WHAT THE TASK ASKS =>
Read through the data, and wherever a line holds the word "stone", write that line out.
### DATA EXTRACTS ###
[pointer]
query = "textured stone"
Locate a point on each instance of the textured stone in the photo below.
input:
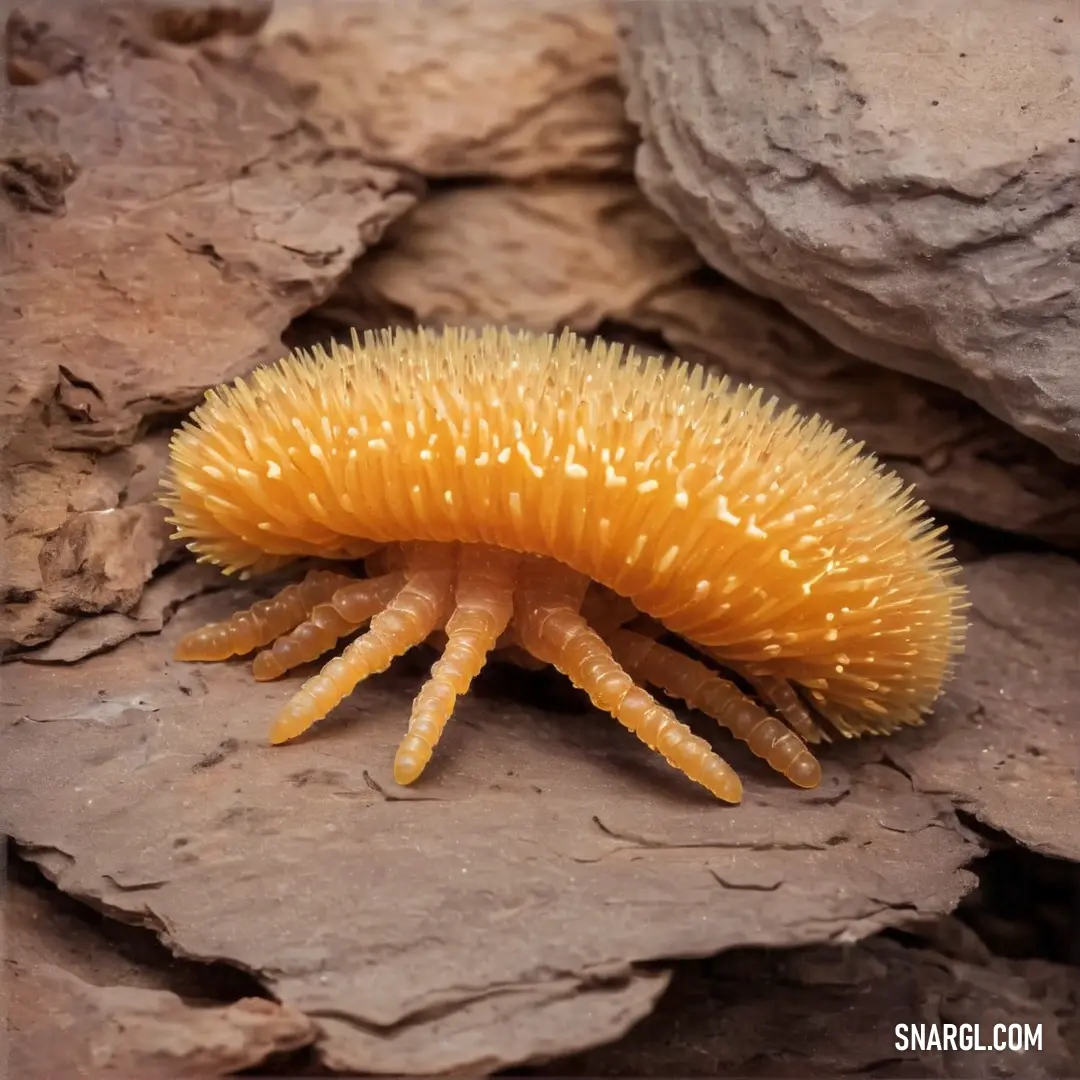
(593, 254)
(162, 219)
(904, 178)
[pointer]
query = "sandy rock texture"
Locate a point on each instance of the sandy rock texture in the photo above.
(459, 88)
(163, 218)
(903, 178)
(190, 181)
(594, 255)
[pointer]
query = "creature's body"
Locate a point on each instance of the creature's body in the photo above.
(540, 495)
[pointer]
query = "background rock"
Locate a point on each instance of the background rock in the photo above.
(372, 904)
(906, 180)
(458, 88)
(595, 256)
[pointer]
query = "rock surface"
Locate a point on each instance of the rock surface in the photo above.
(119, 1016)
(394, 917)
(163, 219)
(458, 88)
(756, 1014)
(585, 254)
(905, 179)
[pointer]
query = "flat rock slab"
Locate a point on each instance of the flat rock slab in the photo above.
(162, 219)
(753, 1013)
(903, 178)
(601, 254)
(501, 909)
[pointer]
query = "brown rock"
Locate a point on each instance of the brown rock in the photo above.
(459, 88)
(580, 254)
(538, 257)
(148, 787)
(163, 219)
(906, 180)
(961, 459)
(755, 1013)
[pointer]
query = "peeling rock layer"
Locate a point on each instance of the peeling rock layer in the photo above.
(905, 179)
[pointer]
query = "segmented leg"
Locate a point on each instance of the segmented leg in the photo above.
(550, 625)
(484, 603)
(262, 621)
(781, 694)
(701, 688)
(606, 610)
(419, 607)
(347, 610)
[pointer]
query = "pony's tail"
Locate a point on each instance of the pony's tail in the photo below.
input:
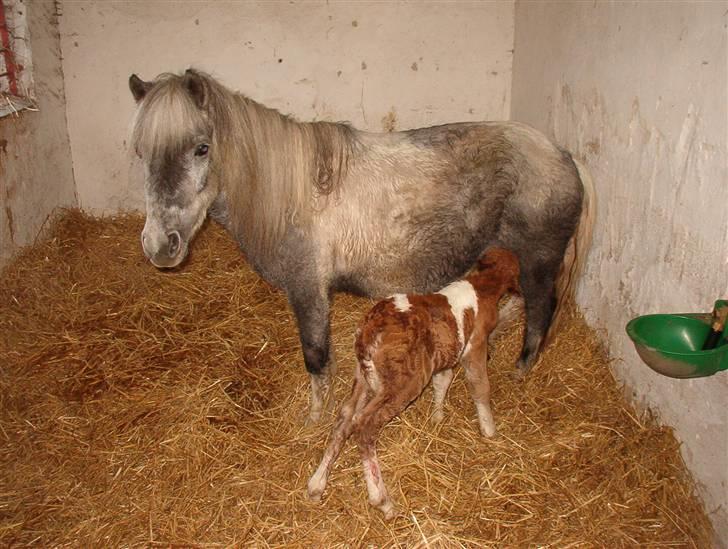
###
ANSWER TO THIS PROBLEM =>
query = "textured stone"
Locate a point on each instance of the textured stone in the photo below.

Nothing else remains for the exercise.